* Begin EXERCISE DATA *
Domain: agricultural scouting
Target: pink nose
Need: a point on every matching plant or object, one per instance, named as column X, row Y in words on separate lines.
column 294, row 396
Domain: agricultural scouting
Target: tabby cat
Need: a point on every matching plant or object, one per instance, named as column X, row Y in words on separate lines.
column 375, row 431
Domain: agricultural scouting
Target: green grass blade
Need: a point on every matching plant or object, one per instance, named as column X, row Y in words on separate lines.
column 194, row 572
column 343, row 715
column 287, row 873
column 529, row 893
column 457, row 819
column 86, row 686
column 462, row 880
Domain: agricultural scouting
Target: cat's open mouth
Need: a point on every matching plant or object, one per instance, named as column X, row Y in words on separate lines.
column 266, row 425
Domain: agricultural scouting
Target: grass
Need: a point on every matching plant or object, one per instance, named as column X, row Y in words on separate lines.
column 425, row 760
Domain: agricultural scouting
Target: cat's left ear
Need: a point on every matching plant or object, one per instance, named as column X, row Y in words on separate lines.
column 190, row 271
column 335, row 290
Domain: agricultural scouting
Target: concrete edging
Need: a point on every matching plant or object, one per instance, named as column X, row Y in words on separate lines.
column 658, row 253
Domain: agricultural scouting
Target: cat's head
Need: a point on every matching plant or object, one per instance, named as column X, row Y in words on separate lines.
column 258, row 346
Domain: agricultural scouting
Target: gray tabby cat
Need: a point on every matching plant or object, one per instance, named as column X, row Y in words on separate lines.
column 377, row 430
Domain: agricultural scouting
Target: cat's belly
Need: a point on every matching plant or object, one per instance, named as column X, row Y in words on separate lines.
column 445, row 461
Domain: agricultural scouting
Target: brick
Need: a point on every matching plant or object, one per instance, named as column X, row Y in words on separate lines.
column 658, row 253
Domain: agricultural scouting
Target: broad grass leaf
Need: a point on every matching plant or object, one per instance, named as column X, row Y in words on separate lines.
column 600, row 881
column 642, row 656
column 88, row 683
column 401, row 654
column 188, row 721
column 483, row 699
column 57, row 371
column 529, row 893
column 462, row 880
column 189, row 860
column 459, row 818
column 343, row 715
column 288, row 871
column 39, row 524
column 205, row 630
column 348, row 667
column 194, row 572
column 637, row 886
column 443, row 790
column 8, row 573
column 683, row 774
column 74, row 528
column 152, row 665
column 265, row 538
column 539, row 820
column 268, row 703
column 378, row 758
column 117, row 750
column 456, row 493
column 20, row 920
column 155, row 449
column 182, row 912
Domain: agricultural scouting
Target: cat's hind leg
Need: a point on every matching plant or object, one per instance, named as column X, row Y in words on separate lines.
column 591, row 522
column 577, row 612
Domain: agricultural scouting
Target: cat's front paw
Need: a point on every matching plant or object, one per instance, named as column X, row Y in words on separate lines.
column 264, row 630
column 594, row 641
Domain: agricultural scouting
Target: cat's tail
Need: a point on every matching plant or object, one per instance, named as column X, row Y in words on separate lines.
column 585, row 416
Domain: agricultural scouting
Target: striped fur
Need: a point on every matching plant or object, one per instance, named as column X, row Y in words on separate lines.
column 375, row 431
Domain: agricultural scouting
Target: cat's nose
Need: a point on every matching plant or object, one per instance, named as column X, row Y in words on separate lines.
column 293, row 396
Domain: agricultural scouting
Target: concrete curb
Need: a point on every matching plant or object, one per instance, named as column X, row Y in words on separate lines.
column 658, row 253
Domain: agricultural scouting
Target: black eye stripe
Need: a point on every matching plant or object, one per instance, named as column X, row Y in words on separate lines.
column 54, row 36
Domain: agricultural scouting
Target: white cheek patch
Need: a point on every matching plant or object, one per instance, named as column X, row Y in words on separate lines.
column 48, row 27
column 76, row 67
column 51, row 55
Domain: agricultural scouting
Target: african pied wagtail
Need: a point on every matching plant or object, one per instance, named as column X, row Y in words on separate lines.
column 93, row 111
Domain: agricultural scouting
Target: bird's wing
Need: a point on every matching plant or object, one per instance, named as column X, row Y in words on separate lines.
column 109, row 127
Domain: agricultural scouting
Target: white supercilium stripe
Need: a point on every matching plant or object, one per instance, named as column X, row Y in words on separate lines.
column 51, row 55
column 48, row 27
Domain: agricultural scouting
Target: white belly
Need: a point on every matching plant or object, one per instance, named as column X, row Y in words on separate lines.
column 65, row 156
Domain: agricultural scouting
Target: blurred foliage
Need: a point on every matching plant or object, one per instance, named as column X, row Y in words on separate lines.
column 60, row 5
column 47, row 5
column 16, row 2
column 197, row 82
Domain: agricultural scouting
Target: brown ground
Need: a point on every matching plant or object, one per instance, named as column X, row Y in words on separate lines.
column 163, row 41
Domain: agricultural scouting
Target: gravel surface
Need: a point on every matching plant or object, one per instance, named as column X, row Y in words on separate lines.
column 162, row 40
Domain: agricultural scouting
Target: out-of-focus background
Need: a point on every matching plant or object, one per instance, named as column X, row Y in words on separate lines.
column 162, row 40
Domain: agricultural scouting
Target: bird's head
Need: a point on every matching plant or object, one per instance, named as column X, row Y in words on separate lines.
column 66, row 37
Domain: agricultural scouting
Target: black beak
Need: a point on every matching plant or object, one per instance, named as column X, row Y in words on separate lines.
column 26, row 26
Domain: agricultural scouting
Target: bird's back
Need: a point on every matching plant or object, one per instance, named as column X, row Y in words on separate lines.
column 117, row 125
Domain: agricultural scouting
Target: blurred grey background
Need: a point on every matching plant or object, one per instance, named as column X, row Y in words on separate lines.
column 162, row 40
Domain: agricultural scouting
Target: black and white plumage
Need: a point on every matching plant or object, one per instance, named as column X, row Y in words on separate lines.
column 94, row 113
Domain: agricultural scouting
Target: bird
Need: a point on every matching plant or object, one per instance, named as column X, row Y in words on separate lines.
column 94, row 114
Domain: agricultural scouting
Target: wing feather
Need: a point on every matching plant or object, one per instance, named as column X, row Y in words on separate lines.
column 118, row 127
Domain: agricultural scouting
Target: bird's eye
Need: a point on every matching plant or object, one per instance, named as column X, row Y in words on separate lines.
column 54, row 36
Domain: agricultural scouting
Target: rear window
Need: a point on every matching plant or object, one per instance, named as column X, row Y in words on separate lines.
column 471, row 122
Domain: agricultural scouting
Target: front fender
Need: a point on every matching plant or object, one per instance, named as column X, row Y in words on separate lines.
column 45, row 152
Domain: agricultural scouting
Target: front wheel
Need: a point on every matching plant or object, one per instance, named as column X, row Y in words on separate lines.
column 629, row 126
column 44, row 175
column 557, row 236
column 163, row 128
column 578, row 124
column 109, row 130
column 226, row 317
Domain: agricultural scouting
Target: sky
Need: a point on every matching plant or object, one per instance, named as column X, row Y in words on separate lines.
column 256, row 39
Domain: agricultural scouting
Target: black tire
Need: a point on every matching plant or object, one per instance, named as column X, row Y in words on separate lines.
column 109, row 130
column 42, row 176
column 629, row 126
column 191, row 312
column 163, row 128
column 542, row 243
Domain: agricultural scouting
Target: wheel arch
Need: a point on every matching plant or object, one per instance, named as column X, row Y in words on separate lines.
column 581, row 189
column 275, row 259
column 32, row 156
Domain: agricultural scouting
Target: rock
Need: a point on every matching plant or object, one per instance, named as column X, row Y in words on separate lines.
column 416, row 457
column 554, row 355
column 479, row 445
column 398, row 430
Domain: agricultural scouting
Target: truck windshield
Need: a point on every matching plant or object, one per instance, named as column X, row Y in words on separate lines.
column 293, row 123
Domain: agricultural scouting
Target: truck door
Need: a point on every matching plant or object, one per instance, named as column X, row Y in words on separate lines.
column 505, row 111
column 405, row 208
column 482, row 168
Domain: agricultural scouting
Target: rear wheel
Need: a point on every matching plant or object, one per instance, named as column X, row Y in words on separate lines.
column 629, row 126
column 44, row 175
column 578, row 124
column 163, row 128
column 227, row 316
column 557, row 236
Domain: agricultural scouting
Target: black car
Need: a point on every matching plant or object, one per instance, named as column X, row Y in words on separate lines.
* End EXERCISE DATA *
PROBLEM STATEMENT:
Could you retype the rows verbatim, starting at their very first line and ending at the line that contains "column 294, row 396", with both of those lines included?

WRITTEN SOLUTION:
Domain: agricultural scouting
Target: pink nose
Need: a point on every matching plant or object, one per instance, named as column X, row Y in words on separate lines.
column 294, row 396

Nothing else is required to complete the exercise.